You will be sharing your research with the class in presentations on Wednesday, December 6th and Monday, December 11th.  We will be picking names from a hat to determine the order of the presentations.  You should be prepared to spend no more than five minutes sharing your research findings with the class in whatever format you think will be most interesting and effective.  Do not worry about creating fancy slides or sophisticated audio or video.  Your presentation should describe the problem you’ve researched, share some of what you have learned about this problem, and offer your recommendations about how the problem ought to be addressed. These presentations will happen before you have submitted the final version of your essay, so you may get information from the presentation that will help you with your revisions.  Attendance at both of these sessions is mandatory.  

Essay #2: Literary Analysis

4-5 pages, 12 pt type, double spaced

Choose Text: Start by deciding which text you’d like to write about. Your choices are: 

Jamaica Kincaid, “Girl”

Junot Diaz, “Fiesta, 1980”

Z.Z. Packer, “Drinking Coffee Elsewhere”

Tim O’Brien, “On the Rainy River”

Draft Due: In class on Wednesday, November 1st  (Bring 3 hard copies with you to class.)

Essay Due: Sunday, November 12th (by midnight).  Give your file the name “Your Name – Literary Analysis” and place it in the Google Docs folder you shared with me earlier this semester.

In a thoughtful, focused analytical essay exploring any one of these texts, respond to one of the following prompts:

1. In all four texts, we encounter characters who are struggling to figure out who they are, either in terms of what it means to be a man or woman or in some other sense.  Explore the relationship between gender and identity in your chosen text.

2. Use the title of your text as a lens through which to approach its main concerns.  What, in your view, is the central significance of the title?  How does it instruct us to read the story?

3. We come to understand ourselves better through our relationships with others.  Each of the texts you’ve read features important encounters between two people.  Choose one of these relationships and explore its significance. 

If none of these prompts speaks to you, you are welcome to formulate your own paper topic.  Please share it with me before beginning to work on the essay!

**Data to examine:**
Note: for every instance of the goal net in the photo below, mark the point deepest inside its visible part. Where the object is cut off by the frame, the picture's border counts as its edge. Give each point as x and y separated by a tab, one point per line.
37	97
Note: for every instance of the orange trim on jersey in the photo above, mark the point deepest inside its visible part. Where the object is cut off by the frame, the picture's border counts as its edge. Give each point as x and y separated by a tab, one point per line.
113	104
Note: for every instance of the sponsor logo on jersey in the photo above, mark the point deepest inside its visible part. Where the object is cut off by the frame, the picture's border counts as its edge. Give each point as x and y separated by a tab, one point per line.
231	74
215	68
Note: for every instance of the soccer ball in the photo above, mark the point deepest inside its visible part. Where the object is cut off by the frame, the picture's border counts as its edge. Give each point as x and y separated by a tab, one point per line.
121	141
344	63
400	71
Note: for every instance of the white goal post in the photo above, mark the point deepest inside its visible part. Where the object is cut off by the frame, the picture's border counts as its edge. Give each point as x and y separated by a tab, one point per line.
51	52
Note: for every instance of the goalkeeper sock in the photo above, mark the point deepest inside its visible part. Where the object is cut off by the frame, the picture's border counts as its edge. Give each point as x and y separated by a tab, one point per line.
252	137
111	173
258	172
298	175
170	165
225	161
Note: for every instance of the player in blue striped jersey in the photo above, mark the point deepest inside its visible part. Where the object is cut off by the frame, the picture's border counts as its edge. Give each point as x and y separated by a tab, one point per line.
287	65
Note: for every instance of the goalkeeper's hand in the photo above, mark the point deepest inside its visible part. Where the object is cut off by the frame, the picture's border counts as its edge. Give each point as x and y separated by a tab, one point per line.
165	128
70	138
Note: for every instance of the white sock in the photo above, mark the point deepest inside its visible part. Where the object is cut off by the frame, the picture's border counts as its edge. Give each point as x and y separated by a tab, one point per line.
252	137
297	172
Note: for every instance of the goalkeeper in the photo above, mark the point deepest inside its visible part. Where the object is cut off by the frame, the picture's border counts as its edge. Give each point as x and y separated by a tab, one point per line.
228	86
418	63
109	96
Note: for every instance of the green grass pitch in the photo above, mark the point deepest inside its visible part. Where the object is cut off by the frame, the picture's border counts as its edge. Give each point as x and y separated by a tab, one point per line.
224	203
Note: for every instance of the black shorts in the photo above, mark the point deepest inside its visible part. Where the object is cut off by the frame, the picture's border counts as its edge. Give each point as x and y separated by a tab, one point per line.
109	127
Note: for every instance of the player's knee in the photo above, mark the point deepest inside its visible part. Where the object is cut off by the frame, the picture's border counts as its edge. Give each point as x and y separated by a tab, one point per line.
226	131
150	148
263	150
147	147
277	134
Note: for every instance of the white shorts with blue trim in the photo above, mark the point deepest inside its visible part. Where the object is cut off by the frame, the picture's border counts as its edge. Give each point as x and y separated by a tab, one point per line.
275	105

**Explore the material:**
a - According to the course assignment text, what length and formatting does Essay #2 require?
b - Write the next part of the course assignment text, starting after its final sentence.

**Your responses:**
a - 4-5 pages, 12 pt type, double spaced

b -
These prompts are your starting points.  Once you have chosen a prompt and a text, find a way to articulate your topic in the form of a question. (It can be very simple, like “What does “Fiesta, 1980” have to say about masculinity?”)  Then think about the body of your paper as an attempt to answer the question you’ve posed.  Once you’ve written your draft and figured out what it is that you have to say in response to your question, you may find that it makes sense to go back and rewrite your introductory paragraph in a way that lets the reader know where the paper is headed and what your central claim is.

Successful papers will do the following:

  • Use  the introduction to lay out the question you’re asking and provide a road map to the rest of the essay.
  • Start each body paragraph with a topic sentence that expresses an idea about the text.
  • Use direct quotation and paraphrase in order to illustrate your ideas.
  • Refer to the text you’re writing about using the present tense.  (i.e. Dina meets regularly with Dr. Raeburn.)
  • Have a main idea/central claim/thesis that is analytical, rather than descriptive.  One way to test whether your claim is analytical or not is to ask, “could a reasonable reader conceivably disagree with what I’m saying?”  You want the answer to be, “yes!”

NOTE:  These essays should be close readings, based solely on your own ideas about the text and the conversations we have had about them in class.  Please trust your own ideas and resist the temptation to consult any online resources for help with your essay.  This includes, but is not limited to, scholarly secondary sources, study-aid websites, online term paper sites, and artificial intelligence platforms like Chat-GPT.  Keep in mind that submitting work that contains any words or ideas that are not 100% your own without crediting them to their source is a violation of Baruch’s code of Academic Integrity and has serious consequences.